(Object point labels)
· · ·

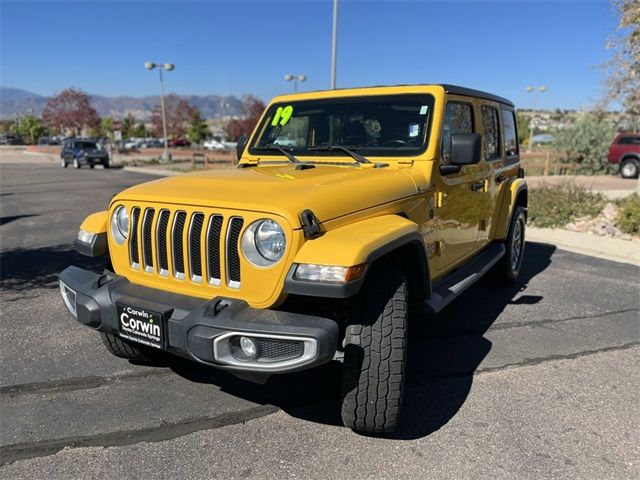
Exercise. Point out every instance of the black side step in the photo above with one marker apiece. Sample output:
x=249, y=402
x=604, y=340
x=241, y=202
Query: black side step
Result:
x=455, y=283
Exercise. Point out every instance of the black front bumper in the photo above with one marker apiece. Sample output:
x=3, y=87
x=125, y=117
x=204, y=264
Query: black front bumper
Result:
x=193, y=325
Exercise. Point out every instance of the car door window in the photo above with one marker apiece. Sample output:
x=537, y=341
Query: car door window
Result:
x=510, y=133
x=491, y=134
x=458, y=118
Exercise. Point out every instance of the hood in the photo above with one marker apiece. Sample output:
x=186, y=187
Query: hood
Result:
x=329, y=191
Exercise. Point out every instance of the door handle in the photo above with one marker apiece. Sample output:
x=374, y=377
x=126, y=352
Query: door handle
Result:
x=477, y=186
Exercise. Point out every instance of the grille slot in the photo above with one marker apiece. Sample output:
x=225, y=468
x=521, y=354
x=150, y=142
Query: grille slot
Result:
x=195, y=256
x=147, y=252
x=233, y=256
x=213, y=249
x=280, y=349
x=133, y=243
x=178, y=248
x=161, y=242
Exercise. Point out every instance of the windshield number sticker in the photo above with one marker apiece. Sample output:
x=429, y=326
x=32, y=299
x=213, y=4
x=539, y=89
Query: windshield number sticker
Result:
x=282, y=116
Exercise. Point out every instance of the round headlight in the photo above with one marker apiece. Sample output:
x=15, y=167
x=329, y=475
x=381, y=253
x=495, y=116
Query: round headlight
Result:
x=264, y=243
x=120, y=224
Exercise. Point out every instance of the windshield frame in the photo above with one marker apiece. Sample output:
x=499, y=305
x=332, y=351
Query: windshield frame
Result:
x=372, y=151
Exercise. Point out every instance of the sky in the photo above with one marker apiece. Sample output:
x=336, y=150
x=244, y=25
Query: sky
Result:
x=244, y=47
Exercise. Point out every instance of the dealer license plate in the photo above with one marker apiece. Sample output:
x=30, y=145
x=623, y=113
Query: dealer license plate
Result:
x=141, y=325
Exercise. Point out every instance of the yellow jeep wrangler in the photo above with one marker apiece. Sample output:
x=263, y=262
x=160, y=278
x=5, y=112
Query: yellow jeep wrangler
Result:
x=345, y=206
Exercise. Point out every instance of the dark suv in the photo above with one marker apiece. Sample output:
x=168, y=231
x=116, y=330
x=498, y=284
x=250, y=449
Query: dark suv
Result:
x=83, y=152
x=625, y=150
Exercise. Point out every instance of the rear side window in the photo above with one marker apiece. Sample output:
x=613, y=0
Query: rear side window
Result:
x=510, y=135
x=458, y=118
x=491, y=135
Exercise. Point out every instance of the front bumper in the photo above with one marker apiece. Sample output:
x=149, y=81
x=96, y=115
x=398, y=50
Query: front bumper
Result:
x=201, y=329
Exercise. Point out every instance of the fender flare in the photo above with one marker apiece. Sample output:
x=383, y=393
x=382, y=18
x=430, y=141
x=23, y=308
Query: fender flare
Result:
x=505, y=206
x=362, y=242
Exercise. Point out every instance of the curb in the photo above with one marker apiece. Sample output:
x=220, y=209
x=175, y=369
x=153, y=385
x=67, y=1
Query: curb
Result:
x=153, y=171
x=607, y=248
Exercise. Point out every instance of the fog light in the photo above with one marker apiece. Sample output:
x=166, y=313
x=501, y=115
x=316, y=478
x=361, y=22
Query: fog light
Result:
x=69, y=298
x=248, y=346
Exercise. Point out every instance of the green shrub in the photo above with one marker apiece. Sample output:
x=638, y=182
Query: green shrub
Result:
x=555, y=206
x=629, y=214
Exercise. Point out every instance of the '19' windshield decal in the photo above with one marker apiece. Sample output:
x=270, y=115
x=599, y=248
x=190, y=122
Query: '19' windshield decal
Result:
x=282, y=116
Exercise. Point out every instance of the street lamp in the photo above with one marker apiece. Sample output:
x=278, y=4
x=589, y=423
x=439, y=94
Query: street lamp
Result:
x=168, y=67
x=296, y=79
x=533, y=90
x=334, y=45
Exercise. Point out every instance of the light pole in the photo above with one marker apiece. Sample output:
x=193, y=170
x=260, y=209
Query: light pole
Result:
x=533, y=90
x=334, y=45
x=168, y=67
x=296, y=79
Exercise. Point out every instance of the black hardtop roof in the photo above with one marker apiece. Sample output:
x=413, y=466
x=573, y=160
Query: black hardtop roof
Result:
x=469, y=92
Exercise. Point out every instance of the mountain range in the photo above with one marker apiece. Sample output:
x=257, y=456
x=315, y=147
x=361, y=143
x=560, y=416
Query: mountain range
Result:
x=15, y=102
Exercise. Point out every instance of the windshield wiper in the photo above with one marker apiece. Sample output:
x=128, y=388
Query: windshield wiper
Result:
x=272, y=147
x=332, y=148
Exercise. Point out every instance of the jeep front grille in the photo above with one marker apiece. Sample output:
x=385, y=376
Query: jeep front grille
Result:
x=169, y=244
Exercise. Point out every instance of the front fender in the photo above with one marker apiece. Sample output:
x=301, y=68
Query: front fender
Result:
x=506, y=204
x=362, y=242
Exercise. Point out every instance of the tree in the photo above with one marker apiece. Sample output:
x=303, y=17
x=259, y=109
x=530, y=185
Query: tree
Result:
x=253, y=108
x=198, y=129
x=586, y=141
x=70, y=110
x=30, y=128
x=178, y=113
x=623, y=69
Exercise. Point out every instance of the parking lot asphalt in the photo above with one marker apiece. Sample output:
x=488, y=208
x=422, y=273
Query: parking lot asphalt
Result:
x=538, y=380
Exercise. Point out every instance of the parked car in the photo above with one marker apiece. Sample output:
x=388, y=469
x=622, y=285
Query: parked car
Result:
x=179, y=142
x=10, y=139
x=312, y=253
x=152, y=143
x=78, y=152
x=625, y=151
x=213, y=144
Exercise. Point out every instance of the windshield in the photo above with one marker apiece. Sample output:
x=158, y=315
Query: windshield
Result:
x=86, y=145
x=390, y=125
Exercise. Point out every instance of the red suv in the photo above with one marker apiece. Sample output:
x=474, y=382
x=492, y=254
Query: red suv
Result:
x=625, y=150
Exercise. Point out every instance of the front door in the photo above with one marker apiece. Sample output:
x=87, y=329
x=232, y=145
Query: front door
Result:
x=457, y=208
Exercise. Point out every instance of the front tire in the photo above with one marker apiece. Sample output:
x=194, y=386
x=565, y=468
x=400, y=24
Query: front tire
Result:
x=630, y=168
x=375, y=355
x=121, y=348
x=509, y=266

· · ·

**EXERCISE OBJECTIVE:** Copy the listing exactly. Any image in it stays out of the copy.

**ANSWER IN FULL:**
Exercise. Point out every instance of the black side step in the photo above with one marker apiece. Sample output:
x=249, y=402
x=604, y=340
x=241, y=202
Query: black side step
Result:
x=455, y=283
Exercise. Point out every instance of the black front bumper in the photo above with one marker apiece. Sample output:
x=3, y=87
x=125, y=117
x=204, y=264
Query: black front bumper
Result:
x=193, y=325
Exercise. Point out every instance of the car door window in the photo above with one marker apiece. Sample output:
x=537, y=341
Query: car door window
Result:
x=510, y=133
x=491, y=134
x=458, y=118
Exercise. Point out every instance of the hood in the photo above with one marker apiece. Sample output:
x=186, y=187
Query: hood
Result:
x=329, y=191
Exercise. Point out every instance of the door handle in the photo above with one marker apiece. Sample output:
x=374, y=377
x=126, y=352
Query: door handle
Result:
x=477, y=186
Exercise. Point out every instance of the grille slot in the photo above with one marker apiece. Sample output:
x=225, y=468
x=521, y=354
x=150, y=142
Query: grille slot
Result:
x=195, y=256
x=147, y=252
x=233, y=256
x=213, y=249
x=280, y=349
x=133, y=243
x=178, y=248
x=161, y=242
Exercise. Point out every instance of the windshield number sticker in the photo above with one marker apiece. Sample output:
x=429, y=326
x=32, y=299
x=213, y=4
x=539, y=89
Query: windshield number sticker
Result:
x=282, y=116
Exercise. Point out every instance of the round headlight in the photo above with one marker apiece. Sample output:
x=15, y=167
x=329, y=475
x=381, y=253
x=495, y=116
Query: round headlight
Result:
x=264, y=243
x=120, y=224
Exercise. Point out every instance of the windshield frame in the photo above with one marker apiece. Sample output:
x=499, y=305
x=332, y=351
Query: windshield frame
Result:
x=372, y=151
Exercise. Point out every instance of the sky in the photo above with one marker apiece. Sample output:
x=336, y=150
x=244, y=25
Query: sky
Result:
x=244, y=47
Exercise. Point out every instance of the dealer license plate in the photo above with one marker apiece. Sample output:
x=30, y=145
x=623, y=113
Query: dealer license plate
Result:
x=141, y=325
Exercise. Point out every instance of the yellow jeep wrangler in the photo above with one marker apiece. Sample output:
x=263, y=262
x=160, y=278
x=5, y=112
Query: yellow jeep wrangler
Result:
x=345, y=206
Exercise. Point out every instance of the dark suv in the photo above with one marker apiece. Sample output:
x=168, y=231
x=116, y=330
x=498, y=284
x=250, y=449
Query: dark suv
Result:
x=83, y=152
x=625, y=150
Exercise. Point out every instance of the rear side window in the photo above with one marker apiece. Sample output:
x=613, y=0
Query: rear side window
Result:
x=510, y=135
x=458, y=118
x=491, y=135
Exercise. Point out every instance of the front bumper in the photo above with one marker apiece. Sample output:
x=149, y=81
x=96, y=115
x=398, y=50
Query: front bumper
Result:
x=201, y=329
Exercise. Point out every instance of the fender flare in the photo above with one marker apiece. Sample output:
x=383, y=393
x=382, y=18
x=430, y=141
x=23, y=308
Query: fender flare
Result:
x=505, y=206
x=362, y=242
Exercise. Point out every instance of the curb in the photo above with one marker apiece. Sample output:
x=220, y=209
x=175, y=369
x=153, y=385
x=67, y=1
Query: curb
Result:
x=153, y=171
x=607, y=248
Exercise. Point out every instance of the fog light in the photo above with one marker apiece. Sample output:
x=166, y=313
x=501, y=115
x=316, y=478
x=361, y=22
Query: fog light
Result:
x=69, y=298
x=248, y=346
Exercise. Point out every instance of the green shrub in the photo above with one marker apiece. Sample output:
x=638, y=182
Query: green shrub
Result:
x=555, y=206
x=629, y=214
Exercise. Point out every instance of the '19' windshield decal in the photo above with one marker apiece. Sample output:
x=270, y=115
x=599, y=248
x=190, y=122
Query: '19' windshield decal
Result:
x=282, y=116
Exercise. Point out every instance of the street lamp in the photo above with one marker apiece. Sample output:
x=278, y=4
x=589, y=423
x=439, y=94
Query: street lamp
Result:
x=168, y=67
x=296, y=79
x=533, y=90
x=334, y=45
Exercise. Point out every instance of the light pole in the photo above with one marker apiece. Sample output:
x=193, y=170
x=260, y=209
Query: light pole
Result:
x=533, y=90
x=334, y=45
x=168, y=67
x=296, y=79
Exercise. Point out every instance of the black hardtop roof in the photo above with one marker apiece. Sample output:
x=413, y=466
x=573, y=160
Query: black hardtop roof
Result:
x=469, y=92
Exercise. Point out every instance of the mountain range in the photo above with one marker apiece. Sample output:
x=257, y=456
x=315, y=147
x=361, y=143
x=560, y=416
Query: mountain range
Result:
x=15, y=102
Exercise. Point out every instance of the windshield wiper in the photo above with one marker apiece. Sample output:
x=128, y=388
Query: windshield wiper
Result:
x=272, y=147
x=332, y=148
Exercise. Point out every instance of the jeep front grille in the photo above with one marker apiece. Sample output:
x=385, y=376
Query: jeep front grille
Result:
x=169, y=244
Exercise. Point out every instance of the front fender in the photo above with one marker apiece. Sample output:
x=301, y=68
Query: front fender
Result:
x=506, y=204
x=362, y=242
Exercise. Point out every instance of the tree in the photo above with one marker apiece. Sample output:
x=303, y=17
x=259, y=109
x=530, y=185
Query: tree
Result:
x=253, y=108
x=198, y=129
x=586, y=141
x=70, y=110
x=30, y=128
x=178, y=113
x=623, y=69
Exercise. Point out every instance of the parking lot asphalt in the photo above with one marker apiece. Sample output:
x=488, y=208
x=422, y=273
Query: parking lot asphalt
Result:
x=538, y=380
Exercise. Point out every instance of the parked car in the photo above with one marker apiece. Sample output:
x=388, y=469
x=622, y=285
Query: parked car
Result:
x=179, y=142
x=10, y=139
x=312, y=253
x=152, y=143
x=78, y=152
x=625, y=151
x=213, y=144
Exercise. Point out every instance of the windshield in the photo above with one marker apiece. Sample output:
x=158, y=315
Query: windshield
Result:
x=86, y=145
x=390, y=125
Exercise. Point out every instance of the red suv in the photo above with one marker apiece. Sample output:
x=474, y=382
x=492, y=254
Query: red suv
Result:
x=625, y=150
Exercise. Point out every instance of the front door in the photo above with one marker apiece. Sample output:
x=87, y=329
x=232, y=145
Query: front door
Result:
x=457, y=208
Exercise. Point out every instance of the front tire in the photo above with one marker apiece. Sample output:
x=194, y=386
x=565, y=468
x=400, y=24
Query: front tire
Result:
x=630, y=168
x=375, y=355
x=121, y=348
x=509, y=266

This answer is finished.